In addition to Robinson and Bollinger, the search committee consisted of Pulitzer Board members Steve Coll, dean of the Columbia Graduate School of Journalism; Aminda Marquéz Gonzalez, vice president and executive editor of The Miami Herald and el Nuevo Herald; and Junot Díaz, author and writing professor at the Massachusetts Institute of Technology; and Keven Ann Willey, editorial page editor and vice president of the Dallas Morning News and immediate past co-chair of the Pulitzer Prize Board.

As a senior editor at The Times in recent years, Canedy led talent acquisition and management training, career development and diversity and inclusion initiatives. “It is an enormous honor to be chosen as the administrator of the Pulitzer Prizes,” Canedy said. “As a journalist and author for more than 25 years, I have tremendous respect for the importance of the prizes in promoting the best in American journalism and arts and letters. In an era of warp-speed digital and social change in journalism and unsettling assaults on a free and independent press, the role of the Pulitzer Prizes is more vital than ever.”

Canedy was born in Indianapolis and grew up near Fort Knox, KY. She has a bachelor’s degree in journalism from the University of Kentucky and lives in New York with her son Jordan.

Her Times career included three years as a business reporter followed by three more as the Florida bureau chief. Before she accepted the Pulitzer job, she served as a special adviser to the Times’s CEO and executive editor. Her media experience includes appearances on CNN, Fox News, MSNBC, NPR and The Oprah Winfrey Show.

She was a founding board member of the Digital Diversity Network, a nonprofit trade association designed to advance diversity and inclusion in the leadership and ownership of digital media. She is also a board member of Project Morry, a nonprofit that supports at-risk students from underserved communities.

The Pulitzer Prize administrator's office works with the Board on a wide range of activities, including selection of juries, prize deliberations, committee work and arranging the twice-annual meetings of the Board, which chooses the winners each April.


The Pulitzer Prizes were established by Joseph Pulitzer, a Hungarian-American journalist and newspaper publisher, who left money to Columbia University upon his death in 1911. A portion of his bequest was used to found the School of Journalism in 1912 and establish the Pulitzer Prizes, which were first awarded in 1917.

The 19-member Pulitzer Board is composed mainly of leading journalists or news executives from media outlets across the U.S., as well as five academics or persons in the arts. The dean of Columbia's journalism school and the administrator of the prizes are nonvoting members. The chair rotates annually to the most senior member or members. The board is self-perpetuating in the election of members. Voting members may serve three terms of three years for a total of nine years.

[Object point labels]
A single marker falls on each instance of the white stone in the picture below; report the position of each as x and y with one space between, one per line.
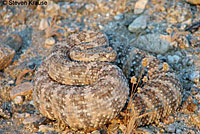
140 6
152 43
138 24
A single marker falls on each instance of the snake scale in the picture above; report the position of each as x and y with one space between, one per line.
78 85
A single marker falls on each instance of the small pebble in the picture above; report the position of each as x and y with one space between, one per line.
23 89
14 41
49 42
45 128
152 43
95 132
173 59
22 115
43 24
4 113
171 128
53 9
90 7
140 6
140 23
19 100
195 2
31 119
6 56
192 107
195 76
178 131
119 17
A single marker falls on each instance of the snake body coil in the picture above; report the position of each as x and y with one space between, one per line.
77 85
79 93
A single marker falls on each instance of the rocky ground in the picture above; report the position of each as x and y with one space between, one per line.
168 29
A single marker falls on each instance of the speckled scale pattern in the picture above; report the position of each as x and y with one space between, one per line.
64 92
159 96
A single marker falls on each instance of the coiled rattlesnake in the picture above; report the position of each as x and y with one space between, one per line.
95 91
78 86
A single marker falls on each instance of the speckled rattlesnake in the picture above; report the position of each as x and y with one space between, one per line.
85 93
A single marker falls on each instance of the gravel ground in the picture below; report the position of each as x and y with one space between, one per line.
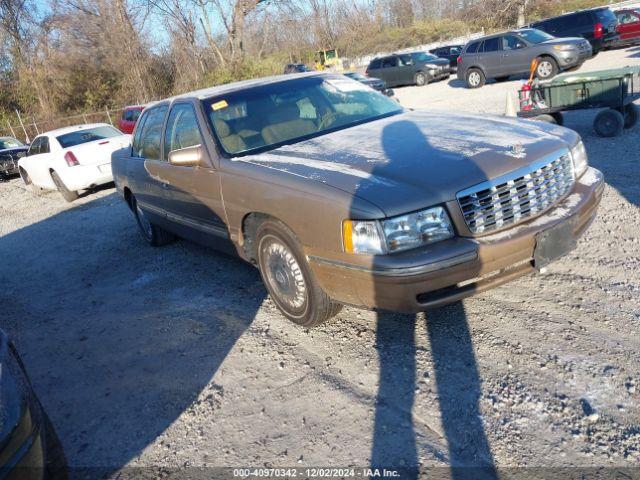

AIM OF THE EXERCISE: Translate this sentence from the passage about the Pulitzer Prize administrator into Spanish: "The Pulitzer Prizes were established by Joseph Pulitzer, a Hungarian-American journalist and newspaper publisher, who left money to Columbia University upon his death in 1911."

THE RESULT: Los Premios Pulitzer fueron creados por Joseph Pulitzer, periodista y editor de periódicos húngaro-estadounidense, que dejó dinero a la Universidad de Columbia al morir en 1911.